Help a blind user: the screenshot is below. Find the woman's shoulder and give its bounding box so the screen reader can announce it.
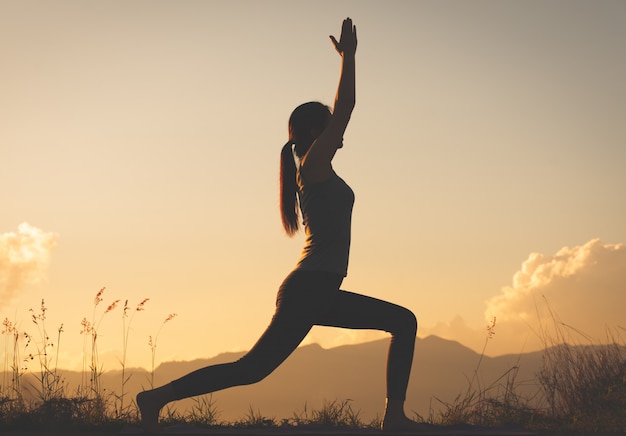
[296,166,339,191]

---------------

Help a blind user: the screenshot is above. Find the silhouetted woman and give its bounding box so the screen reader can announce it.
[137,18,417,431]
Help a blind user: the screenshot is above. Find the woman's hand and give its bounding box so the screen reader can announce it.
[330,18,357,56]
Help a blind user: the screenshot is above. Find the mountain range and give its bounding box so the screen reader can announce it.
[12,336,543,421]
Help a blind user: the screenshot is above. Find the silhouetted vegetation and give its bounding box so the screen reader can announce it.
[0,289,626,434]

---------------

#### TASK BRIEF:
Please rescale the records from the line with "the silhouetted woman" to the line with "[12,336,543,421]", both ends included, and return only those lines, requests and all. Multiply every bounding box coordinate in the answers by 1.85 and round each result to a whole number, with halves rounding up.

#### COMPLETED EXERCISE:
Help a blind user: the screenshot is above. Find the silhouetted woman and give its bounding box so the screen reader can announce it.
[253,33,771,797]
Help a blind user: the screenshot is above. Find the woman's hand and give its bounding box so the screen reader can announce it.
[611,33,660,104]
Help a blind user: the screenshot is above. Find the mountain range and give its bounding box so the screen reader can announce it.
[22,622,1005,779]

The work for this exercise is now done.